(Collection entries)
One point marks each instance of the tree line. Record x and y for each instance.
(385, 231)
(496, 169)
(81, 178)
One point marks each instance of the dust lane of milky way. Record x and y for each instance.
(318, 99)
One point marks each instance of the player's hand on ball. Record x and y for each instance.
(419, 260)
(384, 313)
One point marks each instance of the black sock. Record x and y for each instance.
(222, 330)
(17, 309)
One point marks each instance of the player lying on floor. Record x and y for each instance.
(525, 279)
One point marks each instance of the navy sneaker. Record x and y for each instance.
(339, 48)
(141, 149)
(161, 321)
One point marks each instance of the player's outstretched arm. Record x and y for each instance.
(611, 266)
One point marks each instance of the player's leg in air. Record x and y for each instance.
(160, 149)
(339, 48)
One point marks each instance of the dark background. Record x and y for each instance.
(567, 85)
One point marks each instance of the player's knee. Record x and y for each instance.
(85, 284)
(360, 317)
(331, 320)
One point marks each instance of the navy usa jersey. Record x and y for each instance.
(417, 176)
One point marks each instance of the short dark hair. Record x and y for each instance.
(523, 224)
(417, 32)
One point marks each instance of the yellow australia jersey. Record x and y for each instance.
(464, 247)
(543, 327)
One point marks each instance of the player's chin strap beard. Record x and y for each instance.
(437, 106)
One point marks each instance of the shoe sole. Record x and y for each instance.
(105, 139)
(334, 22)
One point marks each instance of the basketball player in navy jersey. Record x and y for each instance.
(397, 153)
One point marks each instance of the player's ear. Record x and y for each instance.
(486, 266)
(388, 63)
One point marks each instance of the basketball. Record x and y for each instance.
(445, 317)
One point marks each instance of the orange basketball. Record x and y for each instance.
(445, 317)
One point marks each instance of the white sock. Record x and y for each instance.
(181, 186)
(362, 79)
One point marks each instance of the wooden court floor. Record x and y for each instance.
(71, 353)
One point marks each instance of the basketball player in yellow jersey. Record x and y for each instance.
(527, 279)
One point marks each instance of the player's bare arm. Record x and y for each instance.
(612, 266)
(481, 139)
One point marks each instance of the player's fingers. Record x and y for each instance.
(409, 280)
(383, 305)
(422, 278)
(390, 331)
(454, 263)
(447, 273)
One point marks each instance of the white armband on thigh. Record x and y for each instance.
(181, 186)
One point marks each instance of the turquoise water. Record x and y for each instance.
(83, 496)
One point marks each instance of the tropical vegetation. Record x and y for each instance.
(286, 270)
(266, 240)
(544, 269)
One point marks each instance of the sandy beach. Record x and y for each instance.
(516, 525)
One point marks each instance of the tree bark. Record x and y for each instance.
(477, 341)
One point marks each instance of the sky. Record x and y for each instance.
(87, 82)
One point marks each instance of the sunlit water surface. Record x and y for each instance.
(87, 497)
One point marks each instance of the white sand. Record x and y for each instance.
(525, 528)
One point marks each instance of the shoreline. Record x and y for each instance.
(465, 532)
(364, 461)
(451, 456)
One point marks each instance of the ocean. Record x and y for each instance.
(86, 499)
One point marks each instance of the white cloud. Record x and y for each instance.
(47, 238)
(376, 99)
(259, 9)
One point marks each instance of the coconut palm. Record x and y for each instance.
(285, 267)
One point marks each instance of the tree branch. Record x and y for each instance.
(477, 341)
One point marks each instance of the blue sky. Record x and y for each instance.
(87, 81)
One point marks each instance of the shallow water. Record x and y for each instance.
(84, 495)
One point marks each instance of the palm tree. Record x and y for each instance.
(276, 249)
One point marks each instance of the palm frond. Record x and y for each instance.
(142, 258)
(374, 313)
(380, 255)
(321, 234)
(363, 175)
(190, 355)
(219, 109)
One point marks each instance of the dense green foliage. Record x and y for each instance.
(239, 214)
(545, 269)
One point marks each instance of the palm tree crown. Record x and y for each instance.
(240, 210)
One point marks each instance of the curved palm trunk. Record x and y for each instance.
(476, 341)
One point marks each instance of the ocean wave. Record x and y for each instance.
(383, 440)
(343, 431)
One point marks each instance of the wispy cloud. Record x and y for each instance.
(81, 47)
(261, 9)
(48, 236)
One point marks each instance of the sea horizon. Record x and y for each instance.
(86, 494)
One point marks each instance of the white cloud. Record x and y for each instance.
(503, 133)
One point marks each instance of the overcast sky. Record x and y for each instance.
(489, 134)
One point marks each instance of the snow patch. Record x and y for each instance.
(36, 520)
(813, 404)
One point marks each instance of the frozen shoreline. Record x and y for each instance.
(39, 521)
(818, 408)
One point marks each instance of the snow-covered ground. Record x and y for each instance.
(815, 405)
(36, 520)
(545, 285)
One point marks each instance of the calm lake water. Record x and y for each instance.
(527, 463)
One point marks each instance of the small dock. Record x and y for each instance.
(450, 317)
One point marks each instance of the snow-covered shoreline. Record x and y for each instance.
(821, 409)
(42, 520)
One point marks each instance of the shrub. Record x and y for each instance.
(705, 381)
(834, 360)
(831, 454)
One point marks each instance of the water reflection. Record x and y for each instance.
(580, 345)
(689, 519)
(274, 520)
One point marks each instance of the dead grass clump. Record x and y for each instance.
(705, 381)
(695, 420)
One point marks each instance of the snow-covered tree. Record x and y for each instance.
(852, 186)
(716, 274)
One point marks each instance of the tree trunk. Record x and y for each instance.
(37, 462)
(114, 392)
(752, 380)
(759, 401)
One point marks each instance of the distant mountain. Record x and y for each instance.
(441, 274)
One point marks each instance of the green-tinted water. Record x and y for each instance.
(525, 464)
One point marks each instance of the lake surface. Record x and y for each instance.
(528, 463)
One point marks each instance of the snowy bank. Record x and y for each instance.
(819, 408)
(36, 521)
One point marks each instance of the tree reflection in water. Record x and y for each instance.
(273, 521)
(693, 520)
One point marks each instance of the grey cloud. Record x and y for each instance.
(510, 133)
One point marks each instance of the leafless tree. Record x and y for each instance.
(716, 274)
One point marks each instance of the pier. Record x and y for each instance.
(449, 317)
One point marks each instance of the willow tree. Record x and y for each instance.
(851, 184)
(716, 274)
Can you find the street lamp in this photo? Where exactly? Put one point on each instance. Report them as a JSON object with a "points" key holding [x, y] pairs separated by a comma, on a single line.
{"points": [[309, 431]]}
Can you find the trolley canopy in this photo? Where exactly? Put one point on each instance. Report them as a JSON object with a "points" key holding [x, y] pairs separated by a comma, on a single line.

Exercise:
Print every line of the records exactly. Omit nothing.

Output for this task:
One point marks each instance of the tree line. Record x and y for each instance.
(385, 231)
(496, 169)
(81, 178)
One point marks each instance of the dust lane of milky way. Record x and y for each instance.
(318, 99)
One point marks each instance of the player's hand on ball. Record x and y for each instance.
(419, 260)
(384, 313)
One point marks each instance of the black sock. Record x and y for each instance.
(222, 330)
(17, 309)
One point marks each instance of the player lying on floor. Record x and y for each instance.
(525, 279)
One point marks each instance of the navy sneaker. Record x and y for each instance.
(339, 48)
(141, 149)
(161, 321)
One point marks each instance of the player's outstretched arm. Record x and y for each instance.
(611, 266)
One point marks each instance of the player's leg in air. Record x and y for each instance.
(160, 149)
(339, 48)
One point marks each instance of the dark background. Record x and y for each instance.
(567, 85)
One point marks each instance of the player's knee. Record x and y for each instance.
(85, 284)
(360, 317)
(331, 320)
One point marks each instance of the navy usa jersey. Record x and y for each instance.
(417, 176)
One point marks each instance of the short dark hair. Record x and y for each instance.
(523, 224)
(417, 32)
One point marks each instance of the yellow australia jersey. Record x and y for each instance.
(464, 247)
(543, 327)
One point marks each instance of the player's chin strap beard. Record x and y for each instance.
(437, 106)
One point marks each instance of the shoe sole. Record x and y for each instance.
(105, 139)
(334, 22)
One point marks each instance of the basketball player in navy jersey. Record x and y for each instance.
(397, 153)
One point marks each instance of the player's ear. Record x and y for each instance.
(486, 266)
(388, 63)
One point marks each instance of the basketball. Record x and y for each instance.
(445, 317)
One point marks each instance of the orange basketball. Record x and y for each instance.
(445, 317)
One point marks each instance of the white sock. Record x and y for each instance.
(181, 186)
(362, 79)
One point marks each instance of the wooden court floor. Record x and y for each instance.
(71, 353)
One point marks each instance of the basketball player in yellow jersey. Record x and y for each instance.
(527, 279)
One point marks each instance of the player's bare arm. Record x and y for each instance.
(612, 266)
(481, 139)
One point marks each instance of the player's fingers. Record x and y for each instance.
(409, 280)
(383, 305)
(422, 278)
(390, 331)
(454, 263)
(447, 273)
One point marks each instance of the white armband on thigh. Record x and y for each instance.
(181, 186)
One point marks each instance of the turquoise water. Record x and y for each instance.
(83, 496)
One point marks each instance of the tropical vegetation. Record x and y for each instance.
(286, 270)
(266, 240)
(544, 269)
One point marks each instance of the sandy beach. Record x and y for each instance.
(516, 525)
One point marks each instance of the tree bark. Record x and y for each instance.
(477, 341)
One point marks each instance of the sky. Record x and y for each instance.
(87, 82)
One point marks each instance of the sunlit water surface. Record x and y for each instance.
(87, 497)
One point marks each instance of the white sand. Record x and y for each instance.
(525, 528)
One point marks each instance of the shoreline. Record x and y for each instance.
(465, 532)
(364, 461)
(451, 456)
One point marks each instance of the ocean. Record x and y for each instance.
(86, 499)
One point marks each instance of the white cloud. Record x and y for each instance.
(47, 238)
(376, 99)
(259, 9)
One point marks each instance of the coconut palm. Record x and y for each instance.
(285, 267)
One point marks each instance of the tree branch. Record x and y for each instance.
(477, 341)
One point marks each instance of the blue sky. Record x and y for each instance.
(87, 81)
One point marks each instance of the shallow water. Record x and y for each instance.
(84, 495)
One point marks each instance of the palm tree. Record x and y for each instance.
(276, 249)
One point marks each instance of the palm frond. Record x and y for each instance.
(142, 258)
(374, 313)
(380, 255)
(321, 234)
(363, 175)
(190, 355)
(219, 109)
One point marks each instance of the dense green foliage. Record x and y for each instance.
(239, 214)
(545, 269)
One point marks each instance of the palm tree crown. Record x and y for each instance.
(240, 210)
One point marks each instance of the curved palm trunk. Record x and y for each instance.
(476, 341)
One point marks each instance of the ocean wave. Record x and y for each instance.
(383, 440)
(343, 431)
One point marks each instance of the wispy cloud. Record x and y for each instance.
(81, 47)
(261, 9)
(48, 236)
One point marks each instance of the sea horizon. Record x and y for each instance.
(86, 494)
One point marks each instance of the white cloud. Record x and y for each instance.
(503, 133)
One point marks each instance of the overcast sky. Record x and y for each instance.
(489, 134)
One point marks each instance of the snow patch. Record x and y for each instance.
(36, 520)
(813, 404)
One point marks each instance of the frozen shoreline. Record x and y for each instance.
(39, 521)
(818, 408)
One point marks each instance of the snow-covered ground. Record x and y for each instance.
(815, 405)
(36, 520)
(545, 285)
One point marks each instance of the calm lake water. Record x and y for each instance.
(527, 463)
One point marks each instance of the small dock. Record x and y for each instance.
(450, 317)
One point marks each instance of the snow-covered shoreline. Record x and y for each instance.
(821, 409)
(42, 520)
One point marks each instance of the shrub. Record x and y for each instance.
(705, 381)
(834, 360)
(831, 454)
One point marks each instance of the water reflection. Record x and y for each instance.
(580, 345)
(689, 519)
(274, 520)
One point marks each instance of the dead grass clump. Record x and y for each instance.
(705, 381)
(695, 420)
One point marks each instance of the snow-covered tree. Record x and y for each instance.
(852, 186)
(716, 274)
One point marks each instance of the tree trunk. Record x and y for each instance.
(37, 462)
(114, 392)
(752, 380)
(759, 401)
One point marks each instance of the distant mountain. Record x and y for each instance.
(441, 274)
One point marks each instance of the green-tinted water. Record x and y for each instance.
(525, 464)
One point marks each instance of the lake surface. Record x and y for each instance.
(528, 463)
One point marks each instance of the snowy bank. Record x and y for each instance.
(819, 408)
(36, 521)
One point marks each instance of the tree reflection in water. Record x and y for each instance.
(273, 521)
(693, 520)
One point marks each instance of the grey cloud. Record x and y for each instance.
(510, 133)
One point marks each instance of the leafless tree. Record x and y for each instance.
(716, 274)
One point marks each instance of the pier. Record x and y for each instance.
(449, 317)
One point marks each instance of the willow tree. Record x and y for each instance.
(851, 184)
(716, 274)
Can you find the street lamp in this photo? Where exactly? Put one point on each instance. Report them as a JSON object with a "points" key holding [x, y] pairs separated by a comma, on a single line.
{"points": [[309, 431]]}
Can you find the trolley canopy in this photo? Where exactly? Put one point on each instance. Report them as a JSON object with a "points" key holding [x, y] pairs separated by a comma, on a single line.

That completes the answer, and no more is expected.